「2208」 アメリカの超一流法律事務所たちがトランプの報復に降伏した(第3回・全3回) 2025年7月11日

副島隆彦です。今日は2025年7月11日です。

アメリカの巨大法律事務所についての3回目です。

2月25日、最初に大統領令を食らったコビントン・バーリングは、対抗訴訟、すなわちトランプ政権と争う裁判をやっていない。ここが、下の表にあるように「機密文書の不正持ち出し事件」をでっちあげた。2021年1月6日、ワシントンの議事堂を50万人ぐらいが取り囲んで、何万人かが中に入っていって議事堂とホールをうろうろしただけのことだ。ほとんどの人はそこから退避したんだけど、捕まった人が2000人くらいいる。死人が出たということになっているけど、誰も死んでいない。警護の警察官たちは誰も死んでいない。なのに、このコビントン・バーリングがおかしなことをいっぱいやった。罪人とされた1400人くらいの人たちは、トランプが2期目の大統領に当選した途端に、Pardonというんだけど、大統領による恩赦令が出されて、今後の裁判や刑が全部取り消しになった。「自宅に帰っていい」になった。

アメリカの巨大法律事務所

トランプが不正選挙で負けさせられた(2020年)ときに政府の国家機密文書を不正に持ち出した、という言いがかりをつけて、400人の FBI 職員と一緒に司法省が、トランプの別荘があるフロリダ州パームビーチのマー・ア・ラゴに押しかけた。トランプの家の隅々まで、執務室からベッドルームのメラニア夫人の下着まであさった。しかし不正文書なんか何にもなかった。なぜならそれが「事件」になっていないから。このような悪事をはたらいた司法省の職員たちは、今も命がけで逃げていると思う。同じ職場にいて彼らを死ぬほど嫌っていたトランプ側の連中が、そいつらを世界中どこまででも追いかける。そいつらを撃ち殺すために。本当にやる。裁判にかけたりはしない。インターポールで指名手配とか、そんなことはしない。そういうやつらは、追いかけて行って、直接、射殺する。

この「事件」をこのコビントン・バーリング法律事務所が扱っていて、「トランプたちは犯罪者だ」とわいわい言って裁判をやっていた。もうここもぼろぼろ総崩れになると思う。ここにジャック・スミス(Jack Smith、1969年-、55歳)特別検察官(special counsel)というのが、トランプが再当選するまでいて、トランプをまるで「逮捕した」みたいにして連れていって、マグショット(mugshot)というんだけど犯罪者扱いの写真を撮った。背広のままだったけど、捕まえて丸首シャツみたいにしてトランプのマグショットを撮った。それにトランプは怒り狂っていて、「何だ、おまえ、次におまえも同じ目に遭わせてやる」とはっきり言った。

ジャック・スミス

トランプのマグショット

だから、このスミスはきっと捕まる。もうどこか外国に逃げちゃったかもしれない。スミスの動きをコビントン・バーリングがずっと手助けしていた。だからトランプは、最初にここを狙い打ちにした。

■ データ一覧:
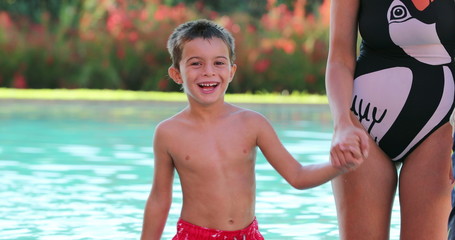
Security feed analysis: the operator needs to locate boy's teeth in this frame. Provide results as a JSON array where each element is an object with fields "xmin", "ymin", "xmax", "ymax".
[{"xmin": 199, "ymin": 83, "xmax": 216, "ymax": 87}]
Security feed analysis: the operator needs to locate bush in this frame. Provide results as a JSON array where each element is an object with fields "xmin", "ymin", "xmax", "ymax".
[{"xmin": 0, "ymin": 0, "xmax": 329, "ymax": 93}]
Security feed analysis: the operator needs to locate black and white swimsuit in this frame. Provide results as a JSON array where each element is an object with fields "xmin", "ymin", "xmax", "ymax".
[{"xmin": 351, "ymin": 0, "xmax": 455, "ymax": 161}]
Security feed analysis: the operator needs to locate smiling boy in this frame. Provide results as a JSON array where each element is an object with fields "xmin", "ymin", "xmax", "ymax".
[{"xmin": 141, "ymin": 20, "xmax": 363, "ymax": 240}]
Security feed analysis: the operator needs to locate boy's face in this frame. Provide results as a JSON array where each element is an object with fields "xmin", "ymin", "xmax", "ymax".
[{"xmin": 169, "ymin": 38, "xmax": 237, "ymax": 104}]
--
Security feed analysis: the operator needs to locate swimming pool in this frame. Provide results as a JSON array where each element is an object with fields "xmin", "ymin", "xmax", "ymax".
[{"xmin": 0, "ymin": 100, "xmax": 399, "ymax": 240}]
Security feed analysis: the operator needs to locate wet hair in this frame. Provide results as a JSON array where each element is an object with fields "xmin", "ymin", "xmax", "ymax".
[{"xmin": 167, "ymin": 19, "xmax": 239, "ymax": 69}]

■ 演習課題:
[a] ページ抜粋によると、2月25日に最初に大統領令を受けた法律事務所はどこですか。
[b] ページ抜粋のうち、「2月25日、最初に大統領令を」から始まり「自宅に帰っていい」になった。」で終わる部分を、一字一句変えずに引用してください。
上記のレコードはこの作業には関係しません。

■ 解答一覧:
[a] コビントン・バーリングです。

[b]
2月25日、最初に大統領令を食らったコビントン・バーリングは、対抗訴訟、すなわちトランプ政権と争う裁判をやっていない。ここが、下の表にあるように「機密文書の不正持ち出し事件」をでっちあげた。2021年1月6日、ワシントンの議事堂を50万人ぐらいが取り囲んで、何万人かが中に入っていって議事堂とホールをうろうろしただけのことだ。ほとんどの人はそこから退避したんだけど、捕まった人が2000人くらいいる。死人が出たということになっているけど、誰も死んでいない。警護の警察官たちは誰も死んでいない。なのに、このコビントン・バーリングがおかしなことをいっぱいやった。罪人とされた1400人くらいの人たちは、トランプが2期目の大統領に当選した途端に、Pardonというんだけど、大統領による恩赦令が出されて、今後の裁判や刑が全部取り消しになった。「自宅に帰っていい」になった。